WHAT YOU HAVE TO DO ▸
The reply should hold every record, copied exactly.

SOURCE DATA ▸

((

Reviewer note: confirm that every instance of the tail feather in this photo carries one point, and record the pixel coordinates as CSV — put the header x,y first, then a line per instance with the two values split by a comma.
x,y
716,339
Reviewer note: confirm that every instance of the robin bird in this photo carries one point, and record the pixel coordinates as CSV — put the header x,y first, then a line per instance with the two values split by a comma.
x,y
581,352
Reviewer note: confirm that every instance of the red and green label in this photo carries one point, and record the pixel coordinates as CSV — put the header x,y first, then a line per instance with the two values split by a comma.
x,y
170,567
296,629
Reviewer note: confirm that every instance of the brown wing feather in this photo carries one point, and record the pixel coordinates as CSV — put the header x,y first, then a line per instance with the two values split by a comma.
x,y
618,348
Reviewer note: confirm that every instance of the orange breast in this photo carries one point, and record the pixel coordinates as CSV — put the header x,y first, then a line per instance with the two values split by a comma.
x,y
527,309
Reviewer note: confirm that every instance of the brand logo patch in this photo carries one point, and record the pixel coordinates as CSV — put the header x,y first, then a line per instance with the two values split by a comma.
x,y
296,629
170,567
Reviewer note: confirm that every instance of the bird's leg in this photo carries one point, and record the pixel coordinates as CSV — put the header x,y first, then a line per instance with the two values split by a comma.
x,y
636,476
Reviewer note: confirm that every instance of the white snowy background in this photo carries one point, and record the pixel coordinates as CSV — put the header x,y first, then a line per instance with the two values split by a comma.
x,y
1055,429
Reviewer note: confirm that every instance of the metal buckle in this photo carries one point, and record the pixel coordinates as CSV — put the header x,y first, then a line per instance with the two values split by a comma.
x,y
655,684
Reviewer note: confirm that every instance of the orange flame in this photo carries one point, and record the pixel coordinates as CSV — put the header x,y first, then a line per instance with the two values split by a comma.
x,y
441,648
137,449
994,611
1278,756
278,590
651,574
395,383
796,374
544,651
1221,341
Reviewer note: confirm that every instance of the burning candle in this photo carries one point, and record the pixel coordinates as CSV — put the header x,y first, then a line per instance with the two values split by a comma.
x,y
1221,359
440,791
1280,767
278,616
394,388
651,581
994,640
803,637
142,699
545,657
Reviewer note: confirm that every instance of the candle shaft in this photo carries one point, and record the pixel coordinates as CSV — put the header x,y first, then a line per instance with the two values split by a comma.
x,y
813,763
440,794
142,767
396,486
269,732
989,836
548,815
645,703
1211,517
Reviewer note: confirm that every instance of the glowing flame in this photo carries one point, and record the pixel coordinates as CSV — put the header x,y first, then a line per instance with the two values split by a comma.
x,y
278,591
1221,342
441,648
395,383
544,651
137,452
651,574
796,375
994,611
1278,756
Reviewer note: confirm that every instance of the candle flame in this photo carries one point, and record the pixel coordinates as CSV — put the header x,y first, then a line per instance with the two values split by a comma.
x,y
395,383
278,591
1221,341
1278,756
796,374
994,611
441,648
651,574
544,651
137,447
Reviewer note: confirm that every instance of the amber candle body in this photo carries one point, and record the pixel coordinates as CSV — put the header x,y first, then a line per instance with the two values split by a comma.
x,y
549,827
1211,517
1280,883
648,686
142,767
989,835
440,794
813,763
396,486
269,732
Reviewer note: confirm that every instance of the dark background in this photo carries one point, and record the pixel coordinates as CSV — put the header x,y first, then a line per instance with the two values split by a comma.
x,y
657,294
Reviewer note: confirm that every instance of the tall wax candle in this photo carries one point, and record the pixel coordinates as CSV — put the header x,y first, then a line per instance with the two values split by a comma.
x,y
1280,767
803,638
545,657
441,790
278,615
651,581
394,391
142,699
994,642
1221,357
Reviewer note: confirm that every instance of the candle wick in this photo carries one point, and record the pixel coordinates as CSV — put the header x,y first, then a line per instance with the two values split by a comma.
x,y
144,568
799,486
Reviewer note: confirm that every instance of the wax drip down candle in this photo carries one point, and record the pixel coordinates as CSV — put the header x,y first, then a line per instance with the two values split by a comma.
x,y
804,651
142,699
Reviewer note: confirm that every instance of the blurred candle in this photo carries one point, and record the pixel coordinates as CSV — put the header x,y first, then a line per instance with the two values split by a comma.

))

RESULT OF THE TASK ▸
Reviewer note: confirm that every instance of the tail feather in this photo carries one point, and record the pixel coordinates as CSV — put the header x,y first, then a line per instance with the two values split by a comma.
x,y
716,339
Reviewer note: confirm that every instance of the robin bird in this photo carries one point, and record the pixel coordinates as CSV — put the header x,y first, then a line per instance with the two values split by a comma.
x,y
581,352
Reviewer note: confirm that every instance of the red and green label in this photo carries one point, and record the pixel coordinates as CSV — put the header x,y first, then a line per instance with the two values split by a comma.
x,y
170,567
296,629
Reviewer note: confirm that every instance of the brown wing feather in this photo carries one point, and record the pixel coordinates as CSV — put the header x,y first, then a line per instance with the two values split by a comma.
x,y
618,348
Reviewer note: confirm that every instance of the orange breast in this photo carries one point, and record the pixel coordinates as CSV — put the header x,y first, then a line per instance with the two values split by a comma.
x,y
527,309
Reviewer note: confirm that every instance of the brand logo patch in this photo carries one point, and record the pixel coordinates as CSV — put the header x,y first, then a line per instance with the two values split by a comma.
x,y
296,629
170,567
Reviewer note: confirm that every instance of the bird's leg in this photo carries one point, and record the pixel coordinates as CSV — put the header x,y first, then a line per instance with the two values split by a comma.
x,y
636,476
Reviewer note: confirm that every instance of the white snowy background in this photo carries one point, and record the pixel coordinates as CSV — put the header x,y first, then a line per instance with the two values split by a comma.
x,y
1055,429
Reviewer note: confirm that every instance of the metal buckle in this photo carries one point, and record the pixel coordinates as CSV — put the header x,y first, then a line per instance with the two values split by a comma.
x,y
655,684
Reviewer note: confirm that every instance of the orange flame in this photo carries one point, and record the pixel coordinates as CSV — put the header x,y first, then a line per instance with the two values split by a comma.
x,y
441,648
137,449
994,611
1278,756
278,590
651,574
395,383
796,374
544,651
1221,341
Reviewer note: confirm that every instance of the burning candle in this photo carries one point, and record the pixel coordinates as CSV — put the header x,y first, then a line per instance with the two values split by a comma.
x,y
1221,359
440,791
1280,767
278,616
394,388
651,581
994,640
803,637
142,699
545,657
Reviewer note: confirm that every instance of the candle shaft in this photo carries one point, and record the pixel coordinates as CSV — put the header x,y first, then a line per instance with the two values split by a comma.
x,y
813,763
440,794
142,767
396,486
269,732
989,836
548,815
645,703
1211,517
Reviewer note: confirm that every instance of the glowing flame in this photo carries one point, and record the pixel coordinates as CSV — put the header x,y first, then a line per instance with the two values split by a comma.
x,y
278,591
1221,342
441,648
395,383
544,651
137,452
651,574
796,375
994,611
1278,756
Reviewer note: confirm that every instance of the candle flame in this photo carries one point, and record the pixel coordinates as CSV — put the header x,y first, then a line per instance with the two values split by a comma.
x,y
395,383
278,591
1221,341
1278,756
796,374
994,611
441,648
651,574
544,651
137,447
Reviewer note: confirm that every instance of the amber candle body in this photo carries one point, and record the pixel coordinates as CSV — put the header x,y first, then a line per instance with the two values split by a comma.
x,y
549,827
1211,517
1280,883
648,686
142,767
989,835
440,794
813,763
396,486
269,732
Reviewer note: confirm that every instance of the dark background in this photo carries one point, and record the pixel coordinates as CSV — put the header x,y first, then a line per instance with the two values split by a comma.
x,y
657,294
Reviewer note: confirm that every instance of the tall wax candle in this photo carries one point, and record the pixel coordinates as CSV — put the header x,y first, then a line per instance with the two values split by a comma.
x,y
1280,767
803,638
545,657
441,790
278,615
651,581
394,391
142,699
994,642
1221,357
Reviewer note: confirm that every instance of the candle wick in this photo carries one point, and record the pixel coordinates as CSV — put the header x,y first, then a line per instance with the two values split by a comma.
x,y
144,568
799,486
Reviewer note: confirm that every instance of the wax drip down candle in this photo carries one point, and record the pixel coordinates as CSV — put the header x,y first, then a line per instance with the two values split by a comma.
x,y
804,651
142,699
Reviewer note: confirm that every instance of the blurred candle in this photo carries one point, and record the pixel coordinates as CSV — put the header x,y first, then a line per instance with the two values split by a comma.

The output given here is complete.